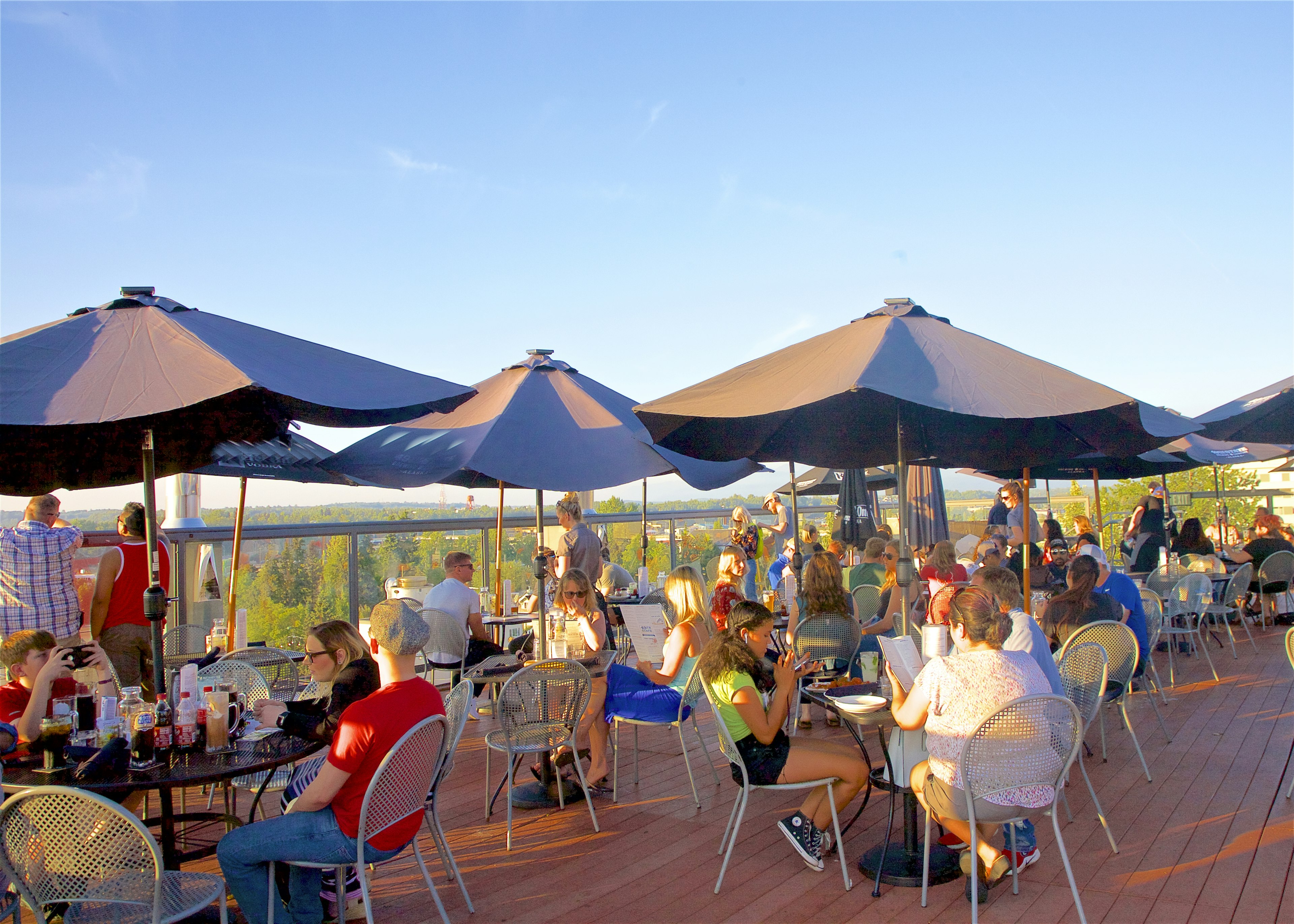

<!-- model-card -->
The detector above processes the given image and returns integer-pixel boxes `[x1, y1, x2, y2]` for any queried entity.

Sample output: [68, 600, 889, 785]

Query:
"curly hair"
[801, 551, 849, 616]
[696, 601, 772, 683]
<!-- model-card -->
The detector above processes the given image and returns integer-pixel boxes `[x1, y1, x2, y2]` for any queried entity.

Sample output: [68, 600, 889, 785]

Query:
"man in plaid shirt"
[0, 495, 84, 644]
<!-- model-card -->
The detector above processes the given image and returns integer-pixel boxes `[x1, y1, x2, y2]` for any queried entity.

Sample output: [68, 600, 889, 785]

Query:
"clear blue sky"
[0, 3, 1294, 509]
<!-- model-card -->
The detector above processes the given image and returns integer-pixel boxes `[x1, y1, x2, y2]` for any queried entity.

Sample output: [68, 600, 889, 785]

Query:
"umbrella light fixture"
[0, 286, 472, 694]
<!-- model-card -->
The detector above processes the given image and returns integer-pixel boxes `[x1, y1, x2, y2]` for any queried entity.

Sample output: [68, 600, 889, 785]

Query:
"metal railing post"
[669, 516, 678, 573]
[345, 532, 360, 626]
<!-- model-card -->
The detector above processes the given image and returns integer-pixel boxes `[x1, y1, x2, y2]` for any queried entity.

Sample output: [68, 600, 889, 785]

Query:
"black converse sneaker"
[778, 811, 824, 872]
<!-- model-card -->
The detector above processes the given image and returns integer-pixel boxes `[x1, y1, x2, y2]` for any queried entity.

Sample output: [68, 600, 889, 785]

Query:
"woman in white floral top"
[885, 587, 1060, 901]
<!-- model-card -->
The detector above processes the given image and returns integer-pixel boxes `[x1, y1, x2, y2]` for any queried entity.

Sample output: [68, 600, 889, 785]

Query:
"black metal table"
[804, 683, 961, 895]
[3, 732, 324, 870]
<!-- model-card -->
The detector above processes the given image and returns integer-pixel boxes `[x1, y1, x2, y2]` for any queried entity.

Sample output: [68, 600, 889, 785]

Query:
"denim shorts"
[732, 729, 791, 786]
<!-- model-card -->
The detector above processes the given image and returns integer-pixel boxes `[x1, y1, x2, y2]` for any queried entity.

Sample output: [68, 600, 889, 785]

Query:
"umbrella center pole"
[534, 489, 549, 661]
[787, 462, 805, 580]
[142, 429, 167, 698]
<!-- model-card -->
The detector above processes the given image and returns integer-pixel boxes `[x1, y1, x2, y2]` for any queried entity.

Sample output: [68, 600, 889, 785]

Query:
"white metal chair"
[418, 607, 468, 683]
[1161, 573, 1220, 686]
[849, 584, 881, 625]
[1258, 551, 1294, 629]
[268, 715, 449, 924]
[1057, 620, 1172, 783]
[0, 786, 229, 924]
[485, 659, 602, 850]
[611, 664, 719, 809]
[921, 694, 1087, 924]
[198, 658, 269, 705]
[787, 613, 862, 735]
[642, 587, 674, 629]
[1056, 642, 1119, 853]
[162, 625, 207, 670]
[1205, 562, 1258, 659]
[426, 681, 476, 914]
[217, 646, 302, 705]
[701, 678, 854, 895]
[1141, 587, 1169, 705]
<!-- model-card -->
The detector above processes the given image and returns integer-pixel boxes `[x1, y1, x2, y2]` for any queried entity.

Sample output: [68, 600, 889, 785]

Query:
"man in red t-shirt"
[216, 601, 445, 924]
[89, 501, 171, 701]
[0, 629, 117, 756]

============

→ EXERCISE BRIEF
List each line in the listing above that contains the word "white". Case counts.

→ THE RESULT
"woman in white floral top"
"white metal chair"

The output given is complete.